Copy out the listing below line for line, changing nothing.
Begin Data excerpts
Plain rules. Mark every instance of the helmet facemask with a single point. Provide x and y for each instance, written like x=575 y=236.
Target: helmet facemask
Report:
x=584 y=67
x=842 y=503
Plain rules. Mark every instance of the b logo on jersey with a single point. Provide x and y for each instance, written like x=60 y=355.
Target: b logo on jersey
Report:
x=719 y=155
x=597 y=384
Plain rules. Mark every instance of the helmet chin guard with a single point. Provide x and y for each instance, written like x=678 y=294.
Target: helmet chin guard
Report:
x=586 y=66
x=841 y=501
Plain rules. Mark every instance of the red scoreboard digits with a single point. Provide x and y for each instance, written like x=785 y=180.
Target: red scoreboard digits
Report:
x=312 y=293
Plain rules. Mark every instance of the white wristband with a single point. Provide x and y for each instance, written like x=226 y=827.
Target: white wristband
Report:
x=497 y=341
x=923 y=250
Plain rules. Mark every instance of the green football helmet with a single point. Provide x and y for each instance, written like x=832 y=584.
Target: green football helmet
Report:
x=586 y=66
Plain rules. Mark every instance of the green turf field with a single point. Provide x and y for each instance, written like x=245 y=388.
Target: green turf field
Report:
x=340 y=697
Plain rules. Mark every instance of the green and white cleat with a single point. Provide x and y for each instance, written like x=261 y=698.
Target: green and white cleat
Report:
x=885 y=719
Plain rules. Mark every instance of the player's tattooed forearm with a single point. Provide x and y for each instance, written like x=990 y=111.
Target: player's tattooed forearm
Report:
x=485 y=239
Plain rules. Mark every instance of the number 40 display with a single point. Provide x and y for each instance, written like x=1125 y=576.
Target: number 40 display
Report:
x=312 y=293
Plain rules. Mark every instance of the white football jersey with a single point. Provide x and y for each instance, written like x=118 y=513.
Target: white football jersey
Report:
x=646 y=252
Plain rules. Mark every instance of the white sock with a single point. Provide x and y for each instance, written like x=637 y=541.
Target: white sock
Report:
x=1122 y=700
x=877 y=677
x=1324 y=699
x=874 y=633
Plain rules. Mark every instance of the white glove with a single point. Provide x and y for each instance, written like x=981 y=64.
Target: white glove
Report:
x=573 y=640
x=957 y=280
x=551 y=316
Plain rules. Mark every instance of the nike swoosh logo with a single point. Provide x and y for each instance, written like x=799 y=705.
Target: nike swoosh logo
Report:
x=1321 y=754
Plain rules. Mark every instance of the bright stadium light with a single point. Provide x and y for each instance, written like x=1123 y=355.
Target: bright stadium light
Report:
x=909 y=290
End Data excerpts
= Written answer =
Plain rules. Mark every instance of the helmet facemask with a single point. Provide x and y for each instance, written like x=575 y=236.
Target: helmet facemask
Report:
x=584 y=67
x=842 y=503
Plain rules. Mark every instance of the b logo on jersey with a single point. Provide x and y for each instance, written like x=60 y=355.
Target: b logo on jersey
Report:
x=719 y=155
x=597 y=384
Plain rules. Mark every instance of the helmet chin guard with a single point. Provide x and y for each instance, written like x=678 y=294.
Target: helmet chin guard
Report:
x=586 y=66
x=841 y=501
Plain rules. Mark every instance of the red scoreboard digits with a single point. Provide x and y for each instance, written like x=785 y=180.
Target: red scoreboard digits
Report:
x=312 y=293
Plain rules. Mark every instance of the white wristband with a single point. Provide x and y for each instance, written like x=226 y=827.
Target: white wristband
Report:
x=497 y=341
x=923 y=250
Plain rules. Mark every instance of the green football helmet with a single point. Provide x and y for each instance, written like x=832 y=584.
Target: green football helmet
Report:
x=586 y=66
Plain rules. Mark every instance of the green turf field with a single point. Provide x and y for each instance, written like x=245 y=388.
Target: green turf field
Report:
x=340 y=697
Plain rules. Mark every instance of the green and white cleat with a single point. Provide x and y for each instance, written like x=261 y=698.
Target: green and white cleat
Report:
x=885 y=719
Plain rules. Mark every instance of the player's tattooed forearm with a single point. Provide x and y for each instance, written like x=990 y=111.
Target: player's tattooed forearm
Report:
x=485 y=239
Plain rules. Mark every instance of the number 40 display with a single point. Provide x and y for each instance, written like x=1125 y=576.
Target: number 40 display
Report:
x=312 y=293
Plain rules. Mark every instance of the white football jersey with a single point. Provide x and y for each instance, written like x=118 y=513.
Target: white football jersey
Report:
x=646 y=252
Plain rules. Mark every instance of the white sock with a single point. Provide x and y for each instance, written like x=637 y=541.
Target: white sock
Report:
x=1122 y=700
x=877 y=677
x=1324 y=699
x=874 y=633
Plain rules. Mark every instance of the white glove with a single point. Provide x and y for each instance, written like x=981 y=64.
Target: white glove
Report:
x=573 y=640
x=957 y=280
x=551 y=316
Plain rules. Mark every instance of the nike swoosh logo with a single point. Provide x and y for each instance, written like x=799 y=705.
Target: nike swoosh logo
Report:
x=1321 y=754
Plain rules. Mark every instance of the bright stadium light with a single point. Provide x and y for each instance, written like x=1123 y=355.
Target: bright stadium light
Report:
x=909 y=290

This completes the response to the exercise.